(Entries drawn from a collection)
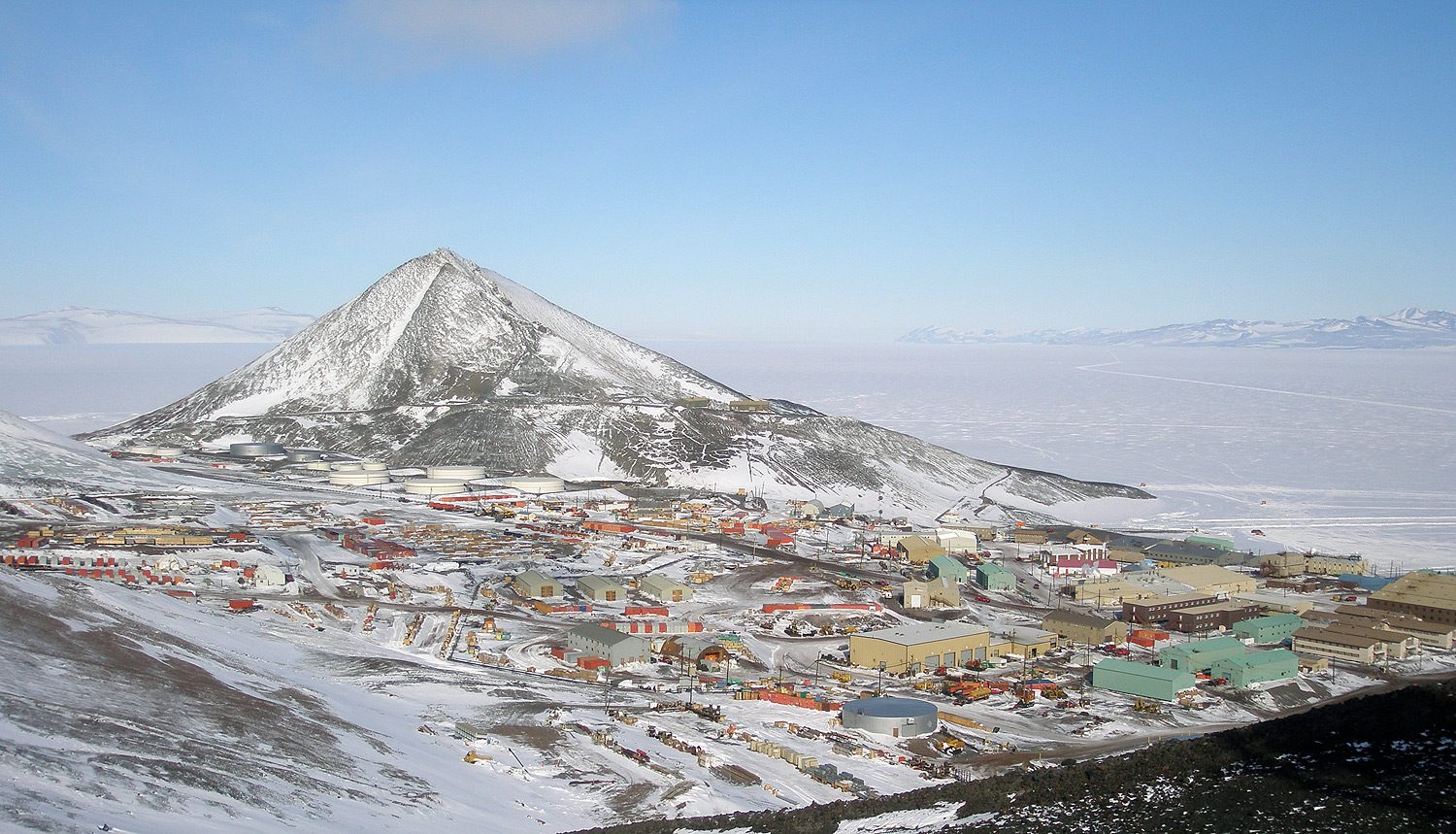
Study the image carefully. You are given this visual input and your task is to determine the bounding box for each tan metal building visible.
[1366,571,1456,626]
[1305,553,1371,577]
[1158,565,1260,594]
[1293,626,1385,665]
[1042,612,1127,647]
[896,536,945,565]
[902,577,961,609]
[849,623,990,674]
--
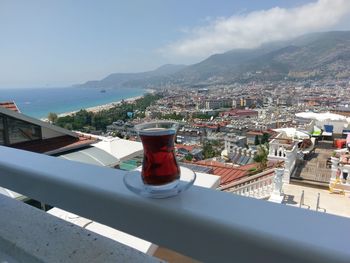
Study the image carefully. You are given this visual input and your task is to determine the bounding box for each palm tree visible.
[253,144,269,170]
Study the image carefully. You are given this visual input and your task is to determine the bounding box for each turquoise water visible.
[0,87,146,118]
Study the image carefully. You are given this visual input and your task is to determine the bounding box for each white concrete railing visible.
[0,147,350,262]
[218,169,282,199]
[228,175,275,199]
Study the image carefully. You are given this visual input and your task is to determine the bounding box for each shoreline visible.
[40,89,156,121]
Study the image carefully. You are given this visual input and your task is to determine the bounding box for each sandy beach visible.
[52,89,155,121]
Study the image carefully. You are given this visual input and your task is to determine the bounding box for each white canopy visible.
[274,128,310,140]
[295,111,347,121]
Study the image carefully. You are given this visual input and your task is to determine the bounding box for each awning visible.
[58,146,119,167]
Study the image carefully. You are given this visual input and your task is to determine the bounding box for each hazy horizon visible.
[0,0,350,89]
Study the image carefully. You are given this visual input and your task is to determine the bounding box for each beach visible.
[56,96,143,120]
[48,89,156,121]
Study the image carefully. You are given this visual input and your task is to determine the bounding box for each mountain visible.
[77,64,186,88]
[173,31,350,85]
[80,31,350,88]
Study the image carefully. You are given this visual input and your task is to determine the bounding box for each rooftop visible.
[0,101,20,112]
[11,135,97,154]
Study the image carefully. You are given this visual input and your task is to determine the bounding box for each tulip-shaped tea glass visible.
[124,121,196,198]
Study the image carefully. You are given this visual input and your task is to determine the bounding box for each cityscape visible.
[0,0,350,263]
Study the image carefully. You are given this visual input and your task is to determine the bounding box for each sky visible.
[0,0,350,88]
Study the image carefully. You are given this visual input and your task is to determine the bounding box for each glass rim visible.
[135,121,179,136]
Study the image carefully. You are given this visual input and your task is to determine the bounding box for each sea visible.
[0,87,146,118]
* * *
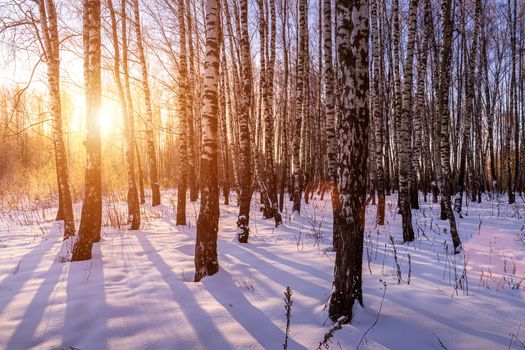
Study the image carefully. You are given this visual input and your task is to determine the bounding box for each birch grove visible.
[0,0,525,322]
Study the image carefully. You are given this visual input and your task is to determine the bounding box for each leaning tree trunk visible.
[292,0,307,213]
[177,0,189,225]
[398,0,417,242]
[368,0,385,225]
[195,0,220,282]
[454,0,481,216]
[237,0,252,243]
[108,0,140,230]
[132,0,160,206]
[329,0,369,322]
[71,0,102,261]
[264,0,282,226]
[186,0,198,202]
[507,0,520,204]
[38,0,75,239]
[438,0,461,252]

_Exercise objective_:
Extract, word for word, the stretch of lines from the one containing "each cityscape visible." through the one containing "[135,121,179,136]".

_Solution_:
Study the image carefully. You are given this visual input and your task is to determine the bounding box for each cityscape visible.
[0,0,350,263]
Study the image carefully. You are given this visual input and your task is to determine the bounding box for each sky visible.
[0,0,350,88]
Study the image carefully. You are given this visual input and your task is to determine the bounding box for each glass rim visible.
[135,121,179,136]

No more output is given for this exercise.